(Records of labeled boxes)
======
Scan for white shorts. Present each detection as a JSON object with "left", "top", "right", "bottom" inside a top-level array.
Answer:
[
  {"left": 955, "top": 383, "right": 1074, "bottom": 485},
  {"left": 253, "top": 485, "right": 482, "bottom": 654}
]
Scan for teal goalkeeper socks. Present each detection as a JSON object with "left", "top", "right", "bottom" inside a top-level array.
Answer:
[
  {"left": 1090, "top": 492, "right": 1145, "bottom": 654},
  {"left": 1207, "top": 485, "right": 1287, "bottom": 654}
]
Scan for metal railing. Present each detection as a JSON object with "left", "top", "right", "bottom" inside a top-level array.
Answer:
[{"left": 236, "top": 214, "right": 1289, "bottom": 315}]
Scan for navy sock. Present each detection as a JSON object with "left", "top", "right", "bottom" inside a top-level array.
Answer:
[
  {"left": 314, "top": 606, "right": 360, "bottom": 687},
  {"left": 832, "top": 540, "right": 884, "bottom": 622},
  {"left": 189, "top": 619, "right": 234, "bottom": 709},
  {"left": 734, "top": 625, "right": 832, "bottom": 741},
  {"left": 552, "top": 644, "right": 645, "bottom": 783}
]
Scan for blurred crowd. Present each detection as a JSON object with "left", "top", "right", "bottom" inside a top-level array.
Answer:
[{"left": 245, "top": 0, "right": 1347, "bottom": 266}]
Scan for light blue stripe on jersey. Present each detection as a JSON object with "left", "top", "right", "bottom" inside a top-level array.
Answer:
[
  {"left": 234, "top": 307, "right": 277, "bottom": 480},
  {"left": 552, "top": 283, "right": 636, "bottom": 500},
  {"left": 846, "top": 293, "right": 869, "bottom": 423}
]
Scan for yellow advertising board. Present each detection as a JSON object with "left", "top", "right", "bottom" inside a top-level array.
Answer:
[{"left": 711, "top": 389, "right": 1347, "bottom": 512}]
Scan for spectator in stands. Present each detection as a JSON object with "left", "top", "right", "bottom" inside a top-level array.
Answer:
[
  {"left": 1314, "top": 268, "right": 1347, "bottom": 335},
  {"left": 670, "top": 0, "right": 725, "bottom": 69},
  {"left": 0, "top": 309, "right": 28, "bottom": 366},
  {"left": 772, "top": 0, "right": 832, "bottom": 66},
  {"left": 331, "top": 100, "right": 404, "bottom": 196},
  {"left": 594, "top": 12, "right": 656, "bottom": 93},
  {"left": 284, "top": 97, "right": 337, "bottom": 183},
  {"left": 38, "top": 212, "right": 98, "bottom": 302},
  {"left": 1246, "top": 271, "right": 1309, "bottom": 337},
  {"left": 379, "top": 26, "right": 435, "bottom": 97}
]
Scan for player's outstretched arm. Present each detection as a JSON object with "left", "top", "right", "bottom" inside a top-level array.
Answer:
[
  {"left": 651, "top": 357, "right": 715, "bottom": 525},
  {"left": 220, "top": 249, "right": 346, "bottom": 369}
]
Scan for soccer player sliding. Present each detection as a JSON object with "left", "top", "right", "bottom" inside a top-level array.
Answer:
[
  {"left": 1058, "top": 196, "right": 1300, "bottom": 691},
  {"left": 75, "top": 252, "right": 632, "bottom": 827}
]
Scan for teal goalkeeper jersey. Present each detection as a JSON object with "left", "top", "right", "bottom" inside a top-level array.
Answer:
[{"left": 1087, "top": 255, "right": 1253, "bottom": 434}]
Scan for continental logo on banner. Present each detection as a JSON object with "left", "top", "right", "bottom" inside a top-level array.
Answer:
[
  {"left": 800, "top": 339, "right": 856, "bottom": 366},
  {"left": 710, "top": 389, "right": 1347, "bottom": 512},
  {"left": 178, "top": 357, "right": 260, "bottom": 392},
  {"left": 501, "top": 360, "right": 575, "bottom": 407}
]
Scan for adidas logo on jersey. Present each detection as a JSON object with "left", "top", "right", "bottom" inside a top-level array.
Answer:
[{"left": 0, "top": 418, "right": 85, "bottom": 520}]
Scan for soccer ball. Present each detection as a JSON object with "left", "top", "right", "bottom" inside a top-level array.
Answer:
======
WHAT IS EXPECTED: Recopy all the lines exactly as they appear.

SOLUTION TO THE PROBLEM:
Scan for white shorts. Present each detection as a JSON object with "left", "top", "right", "bottom" inside a top-level array.
Answer:
[
  {"left": 955, "top": 383, "right": 1074, "bottom": 485},
  {"left": 253, "top": 485, "right": 482, "bottom": 654}
]
Scan for teal goalkeeper socks. Present each detection as a JSON object with "left", "top", "right", "bottom" inside a top-level array.
Answer:
[
  {"left": 1090, "top": 492, "right": 1145, "bottom": 654},
  {"left": 1207, "top": 485, "right": 1287, "bottom": 654}
]
Scan for metal railing. Present each detection as a JSON object with "left", "top", "right", "bottom" inside a top-level array.
Answer:
[{"left": 236, "top": 214, "right": 1289, "bottom": 315}]
Scan for navy sock. Present each detection as a JSON object with "left", "top", "right", "bottom" inside a top-level array.
Answer:
[
  {"left": 314, "top": 606, "right": 360, "bottom": 687},
  {"left": 832, "top": 540, "right": 884, "bottom": 622},
  {"left": 189, "top": 619, "right": 234, "bottom": 709},
  {"left": 734, "top": 625, "right": 832, "bottom": 741},
  {"left": 552, "top": 644, "right": 645, "bottom": 783}
]
Scan for blurred crowd. Present each detection as a JSON object with "left", "top", "right", "bottom" inside a top-level array.
Answer:
[{"left": 245, "top": 0, "right": 1347, "bottom": 266}]
Scan for light blue stripe on jersey. Present each detection as a JSON object with "left", "top", "right", "bottom" inside a top-level array.
Answer:
[
  {"left": 234, "top": 307, "right": 277, "bottom": 480},
  {"left": 552, "top": 283, "right": 636, "bottom": 500},
  {"left": 846, "top": 293, "right": 869, "bottom": 423}
]
Scan for yellow advertising board. Present each detection as a JSON object with "left", "top", "right", "bottom" inside a top-level array.
Answer:
[{"left": 711, "top": 389, "right": 1347, "bottom": 512}]
Scan for spectator in stands. Present each detection as a JSON object with "left", "top", "right", "bottom" inside a top-level array.
Answer:
[
  {"left": 1314, "top": 268, "right": 1347, "bottom": 335},
  {"left": 670, "top": 0, "right": 725, "bottom": 69},
  {"left": 0, "top": 309, "right": 28, "bottom": 366},
  {"left": 772, "top": 0, "right": 832, "bottom": 66},
  {"left": 331, "top": 100, "right": 404, "bottom": 196},
  {"left": 594, "top": 12, "right": 656, "bottom": 93},
  {"left": 284, "top": 97, "right": 337, "bottom": 183},
  {"left": 38, "top": 212, "right": 98, "bottom": 302},
  {"left": 1246, "top": 271, "right": 1309, "bottom": 337},
  {"left": 379, "top": 26, "right": 435, "bottom": 97}
]
Scan for player's outstretched arm. Present each detection as a JSON object with "left", "top", "right", "bottom" inside a top-level array.
Answer:
[
  {"left": 651, "top": 357, "right": 715, "bottom": 525},
  {"left": 220, "top": 249, "right": 346, "bottom": 369}
]
Scan for soccer player sliding. Present each detection as a JSON object with "left", "top", "right", "bottom" inside a top-level array.
Answer:
[
  {"left": 1058, "top": 196, "right": 1300, "bottom": 691},
  {"left": 75, "top": 252, "right": 632, "bottom": 827}
]
Scan for teal goalkeeper jersey. Present each detection as a JSON object with "left", "top", "right", "bottom" inside a top-level array.
Answer:
[{"left": 1087, "top": 255, "right": 1253, "bottom": 434}]
Scan for continental logo on banner. Present each detection as a JSON object with "left", "top", "right", "bottom" inside a top-level array.
Answer:
[
  {"left": 800, "top": 339, "right": 856, "bottom": 366},
  {"left": 710, "top": 389, "right": 1347, "bottom": 512},
  {"left": 178, "top": 357, "right": 260, "bottom": 392},
  {"left": 501, "top": 360, "right": 575, "bottom": 407}
]
Scan for adidas logo on jersey. Present each detection as a JSON object with "left", "top", "right", "bottom" inside a top-level array.
Answer:
[{"left": 0, "top": 418, "right": 85, "bottom": 520}]
Scan for soccer ball. Present each detection as a JSON object with "left", "top", "right", "bottom" inside a top-level array.
Answer:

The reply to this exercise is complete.